- [TASK GOAL]:
What lines of the data include the string "eyeglasses"? Copy them all.
-- INPUT DATA follows --
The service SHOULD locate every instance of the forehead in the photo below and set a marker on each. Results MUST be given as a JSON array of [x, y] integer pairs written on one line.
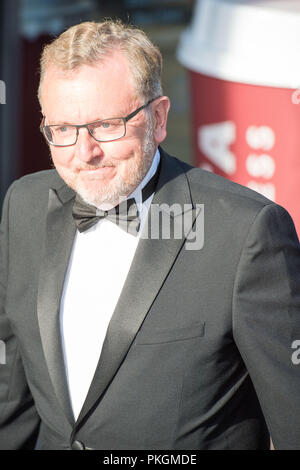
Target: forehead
[[90, 92]]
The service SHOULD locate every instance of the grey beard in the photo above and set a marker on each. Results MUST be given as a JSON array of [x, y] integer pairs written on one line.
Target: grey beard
[[121, 189]]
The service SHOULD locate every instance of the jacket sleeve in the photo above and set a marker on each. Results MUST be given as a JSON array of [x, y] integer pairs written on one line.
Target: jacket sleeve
[[266, 320], [19, 421]]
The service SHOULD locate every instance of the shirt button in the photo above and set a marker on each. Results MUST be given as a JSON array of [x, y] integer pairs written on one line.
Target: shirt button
[[77, 445]]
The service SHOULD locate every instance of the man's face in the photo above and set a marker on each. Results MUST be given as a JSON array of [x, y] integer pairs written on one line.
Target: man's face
[[101, 172]]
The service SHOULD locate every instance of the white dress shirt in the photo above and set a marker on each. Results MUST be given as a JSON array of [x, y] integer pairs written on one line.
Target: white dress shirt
[[98, 267]]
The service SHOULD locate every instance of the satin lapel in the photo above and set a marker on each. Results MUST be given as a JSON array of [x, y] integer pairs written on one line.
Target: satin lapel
[[151, 264], [60, 231]]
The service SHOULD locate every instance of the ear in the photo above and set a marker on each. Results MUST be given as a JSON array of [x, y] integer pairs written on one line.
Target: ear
[[160, 110]]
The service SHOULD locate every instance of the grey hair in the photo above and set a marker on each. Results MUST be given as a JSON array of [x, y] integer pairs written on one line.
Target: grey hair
[[89, 42]]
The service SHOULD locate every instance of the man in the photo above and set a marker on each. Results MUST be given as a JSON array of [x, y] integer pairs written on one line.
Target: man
[[120, 337]]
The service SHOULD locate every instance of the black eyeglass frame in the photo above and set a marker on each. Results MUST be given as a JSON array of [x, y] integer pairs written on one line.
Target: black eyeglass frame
[[79, 126]]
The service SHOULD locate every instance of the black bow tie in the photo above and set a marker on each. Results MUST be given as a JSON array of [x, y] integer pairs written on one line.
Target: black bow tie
[[125, 215]]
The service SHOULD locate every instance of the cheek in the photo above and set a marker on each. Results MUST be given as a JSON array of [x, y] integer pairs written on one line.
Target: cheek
[[61, 157]]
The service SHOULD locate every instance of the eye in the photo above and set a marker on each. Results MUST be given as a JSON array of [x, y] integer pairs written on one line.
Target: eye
[[63, 129], [105, 124]]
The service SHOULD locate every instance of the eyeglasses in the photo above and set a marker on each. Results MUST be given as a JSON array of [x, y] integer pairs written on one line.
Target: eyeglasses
-- INPUT DATA concluded --
- [REPLY]:
The service SHOULD locate every instance of the eyeglasses in the photo above and set a marker on each. Results MUST be given as a JSON array of [x, y] integer pairs written on one line.
Target: eyeglasses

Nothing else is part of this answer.